Work to do>
Every record must be repeated exactly, with no omission.

* begin Extracted data *

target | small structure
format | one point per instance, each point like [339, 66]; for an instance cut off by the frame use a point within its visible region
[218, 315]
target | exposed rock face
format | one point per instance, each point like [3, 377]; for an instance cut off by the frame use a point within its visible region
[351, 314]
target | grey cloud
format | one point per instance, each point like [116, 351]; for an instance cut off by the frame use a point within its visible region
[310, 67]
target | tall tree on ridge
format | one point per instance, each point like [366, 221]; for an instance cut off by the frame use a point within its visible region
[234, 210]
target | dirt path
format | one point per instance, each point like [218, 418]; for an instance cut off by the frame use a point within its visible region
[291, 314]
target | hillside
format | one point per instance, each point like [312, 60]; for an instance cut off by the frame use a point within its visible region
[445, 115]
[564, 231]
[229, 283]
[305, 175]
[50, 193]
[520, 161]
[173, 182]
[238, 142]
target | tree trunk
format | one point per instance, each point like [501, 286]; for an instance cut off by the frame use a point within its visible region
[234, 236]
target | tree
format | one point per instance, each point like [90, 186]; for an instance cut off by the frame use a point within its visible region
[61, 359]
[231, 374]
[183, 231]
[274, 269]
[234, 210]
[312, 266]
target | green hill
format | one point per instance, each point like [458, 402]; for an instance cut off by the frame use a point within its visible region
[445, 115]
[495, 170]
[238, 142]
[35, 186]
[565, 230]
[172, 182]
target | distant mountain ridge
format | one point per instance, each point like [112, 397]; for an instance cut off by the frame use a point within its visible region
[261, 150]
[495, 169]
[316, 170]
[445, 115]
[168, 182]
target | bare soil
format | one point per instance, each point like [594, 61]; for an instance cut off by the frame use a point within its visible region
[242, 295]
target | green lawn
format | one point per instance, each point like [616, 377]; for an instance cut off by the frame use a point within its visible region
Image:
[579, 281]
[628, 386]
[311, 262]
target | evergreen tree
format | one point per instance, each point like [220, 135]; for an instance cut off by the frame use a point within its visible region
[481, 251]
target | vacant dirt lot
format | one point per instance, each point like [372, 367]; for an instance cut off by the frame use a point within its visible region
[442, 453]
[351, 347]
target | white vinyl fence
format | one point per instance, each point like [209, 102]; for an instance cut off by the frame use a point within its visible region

* end Extracted data *

Final result>
target | small structure
format | one point per instance, each point like [339, 66]; for an instance cut off by the frame use a point within its visible region
[218, 315]
target | exposed rock face
format | one point per instance, each point like [3, 377]; for an instance cut off by the frame use a point within its visible region
[351, 314]
target | grey cloud
format | one point per instance, each point like [116, 351]; for an instance cut off by the frame use a point within its visible region
[310, 67]
target | tall tree on ridge
format | one point per instance, each point like [366, 221]; for an instance cut off by the frame use a point within its visible region
[234, 210]
target | dirt path
format | one point per instance, each point like [218, 418]; for an instance cut off by the frame use a point within its visible region
[291, 314]
target | hillside
format | one point per instance, each point like [312, 60]; for an instance cut off by the frame use a point within its visible region
[445, 115]
[564, 231]
[229, 283]
[305, 175]
[50, 193]
[520, 161]
[173, 182]
[238, 142]
target | tree trunk
format | one point per instance, each point like [501, 286]; for an instance cut off by the frame use a point within its visible region
[234, 236]
target | tree
format | one point per instance, each point like [90, 186]; for an instance cut off by the frame use a point within its visible region
[61, 359]
[231, 374]
[183, 231]
[274, 269]
[234, 210]
[312, 266]
target | green hill
format | one point per instance, each point like [458, 402]; for an instance cut off by the frame use a point within its visible region
[445, 115]
[495, 170]
[238, 142]
[35, 186]
[565, 230]
[172, 182]
target | distant mountain ridge
format | one point per instance, each point like [112, 397]; for an instance cut off by the frame use a point within its visible region
[261, 150]
[495, 169]
[316, 170]
[445, 115]
[168, 182]
target | bare soil
format | one point per instance, each point like [594, 61]; for an instance cut off by the frame use a point within its visible region
[242, 295]
target | green lawn
format | one point per instance, each point like [616, 377]; for an instance cut off by the frame use a point within its visible region
Image:
[579, 281]
[628, 386]
[311, 262]
target | evergreen tree
format | one point per instance, each point like [220, 135]; for an instance cut off by the frame use a point within its visible region
[481, 251]
target | vacant dirt lot
format | one point per instance, each point like [372, 367]; for an instance cut off by the frame use a point within its visible region
[442, 453]
[351, 347]
target | white vinyl fence
format | one point per instance, each point like [209, 102]; for an instance cut off by the frame use a point within its visible region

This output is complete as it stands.